_Dataset_
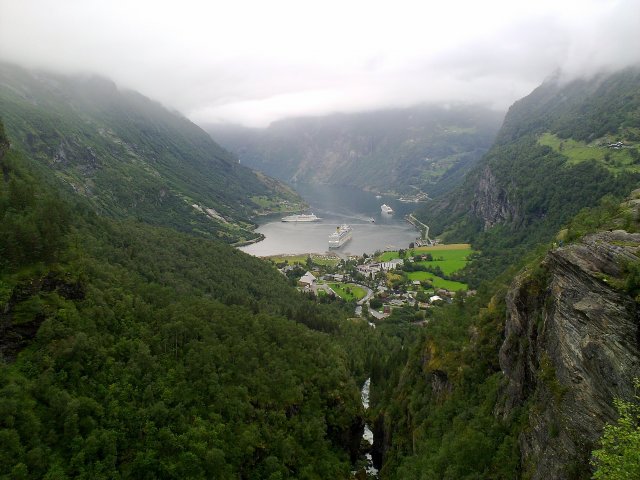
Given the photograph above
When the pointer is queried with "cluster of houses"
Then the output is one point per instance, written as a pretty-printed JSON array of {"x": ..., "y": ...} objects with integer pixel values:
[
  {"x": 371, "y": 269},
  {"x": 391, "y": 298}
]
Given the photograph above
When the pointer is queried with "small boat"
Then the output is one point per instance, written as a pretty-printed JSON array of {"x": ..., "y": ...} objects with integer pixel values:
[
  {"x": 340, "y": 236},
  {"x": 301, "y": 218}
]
* * *
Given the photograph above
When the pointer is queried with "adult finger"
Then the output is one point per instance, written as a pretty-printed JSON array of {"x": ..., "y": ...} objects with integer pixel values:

_Work to be completed_
In the lines above, how many contain the word "queried"? Reply with only the number.

_Answer in full_
3